* _Collected data entries_:
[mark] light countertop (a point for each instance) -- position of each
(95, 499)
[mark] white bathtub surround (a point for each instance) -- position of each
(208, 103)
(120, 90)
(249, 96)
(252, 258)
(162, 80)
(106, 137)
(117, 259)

* _What you have to do_:
Rewrite every line of the data above as a numbered list, omitting any blank lines.

* _Complete answer_:
1. [mark] light countertop (a point for each instance) -- position of each
2. (95, 499)
3. [mark] white bathtub surround (a point for each instance) -- position of each
4. (208, 103)
5. (120, 90)
6. (249, 96)
7. (252, 258)
8. (162, 80)
9. (106, 137)
10. (117, 259)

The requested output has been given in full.